WHAT IS REQUIRED: Pick out each line in the records below that contains the string "girl" and copy those lines. Match uppercase and lowercase exactly.

ENTRIES SHOWN:
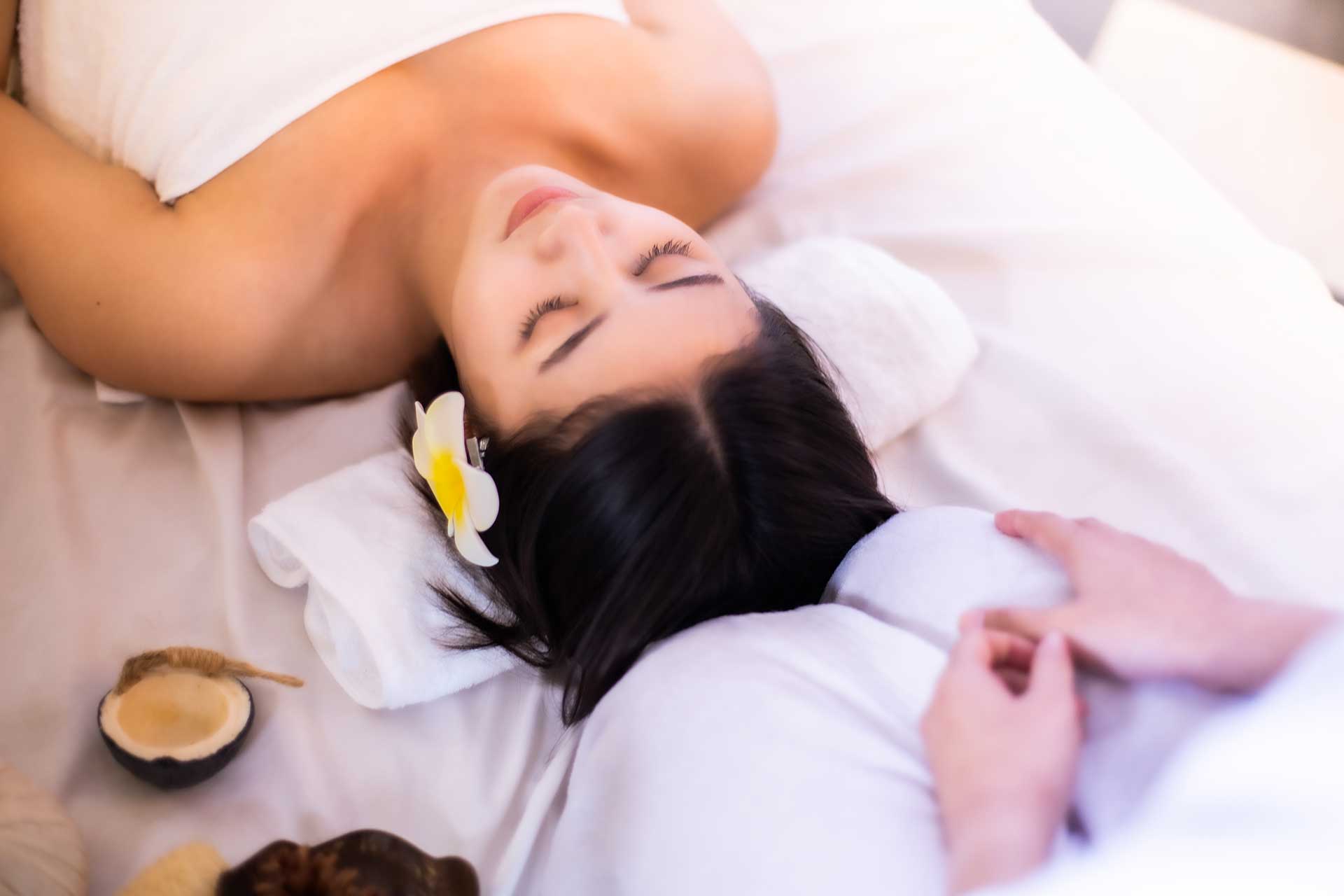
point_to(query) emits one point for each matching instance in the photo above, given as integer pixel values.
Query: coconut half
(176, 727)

* * *

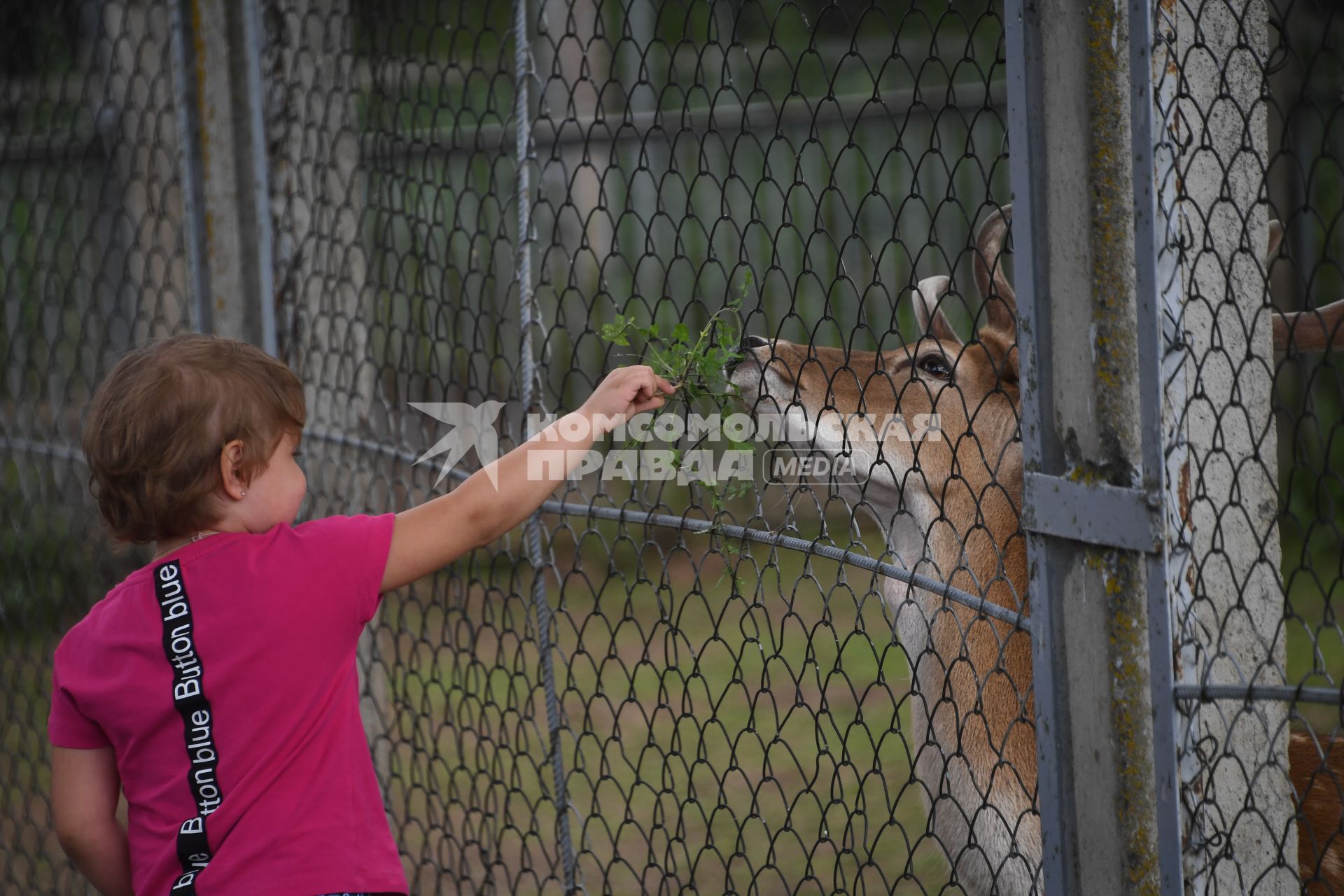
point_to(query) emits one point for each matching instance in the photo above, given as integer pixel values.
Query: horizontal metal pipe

--

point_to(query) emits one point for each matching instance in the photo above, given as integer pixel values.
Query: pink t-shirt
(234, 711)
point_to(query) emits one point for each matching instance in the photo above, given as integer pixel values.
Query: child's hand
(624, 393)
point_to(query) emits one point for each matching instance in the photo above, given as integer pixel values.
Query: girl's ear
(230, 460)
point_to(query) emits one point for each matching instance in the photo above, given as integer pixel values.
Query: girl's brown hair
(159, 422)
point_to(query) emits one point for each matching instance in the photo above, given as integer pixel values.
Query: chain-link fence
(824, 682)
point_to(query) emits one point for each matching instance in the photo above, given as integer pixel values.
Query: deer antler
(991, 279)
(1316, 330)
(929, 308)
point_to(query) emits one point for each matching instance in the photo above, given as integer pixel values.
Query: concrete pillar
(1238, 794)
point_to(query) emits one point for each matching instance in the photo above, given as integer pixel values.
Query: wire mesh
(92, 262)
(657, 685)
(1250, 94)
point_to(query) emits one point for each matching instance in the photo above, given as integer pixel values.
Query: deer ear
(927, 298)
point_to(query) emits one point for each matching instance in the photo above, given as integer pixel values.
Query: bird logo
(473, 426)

TASK RESULT:
Query: girl's ear
Query: girl's brown hair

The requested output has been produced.